Print out every line of the listing below without alteration.

(Given information):

+ + +

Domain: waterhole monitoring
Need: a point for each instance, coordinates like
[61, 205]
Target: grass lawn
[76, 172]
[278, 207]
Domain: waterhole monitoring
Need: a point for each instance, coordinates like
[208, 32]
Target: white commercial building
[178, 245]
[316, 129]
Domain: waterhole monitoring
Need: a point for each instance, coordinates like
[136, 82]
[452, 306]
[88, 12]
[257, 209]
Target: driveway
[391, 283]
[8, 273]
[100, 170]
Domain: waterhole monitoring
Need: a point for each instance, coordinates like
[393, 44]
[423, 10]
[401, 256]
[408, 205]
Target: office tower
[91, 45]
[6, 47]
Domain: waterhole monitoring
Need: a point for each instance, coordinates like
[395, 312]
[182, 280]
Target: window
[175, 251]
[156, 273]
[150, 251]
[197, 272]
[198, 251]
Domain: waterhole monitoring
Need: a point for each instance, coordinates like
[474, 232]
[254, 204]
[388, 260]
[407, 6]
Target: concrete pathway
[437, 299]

+ + +

(Worked solution):
Domain: waterhole monitoring
Need: a point for each instance, coordinates like
[61, 205]
Target: grass lawn
[76, 172]
[278, 207]
Domain: waterhole monitoring
Need: a point for each instance, coordinates like
[208, 32]
Target: white commercial building
[178, 245]
[316, 129]
Domain: waterhole monitoring
Need: a point for each instance, coordinates like
[136, 82]
[452, 306]
[88, 12]
[257, 209]
Target: driveway
[391, 283]
[8, 273]
[100, 170]
Domain: waterhole monitoring
Need: a point for each instance, coordinates like
[393, 44]
[423, 10]
[401, 256]
[408, 205]
Target: office tower
[91, 45]
[6, 47]
Domain: waterhole monitoring
Need: a point for each instance, coordinates like
[395, 312]
[182, 280]
Target: window
[175, 251]
[156, 273]
[150, 251]
[197, 272]
[198, 251]
Domain: waterhole monitoring
Need: a point for each instance, coordinates like
[474, 232]
[254, 204]
[388, 260]
[407, 6]
Target: concrete pathway
[437, 299]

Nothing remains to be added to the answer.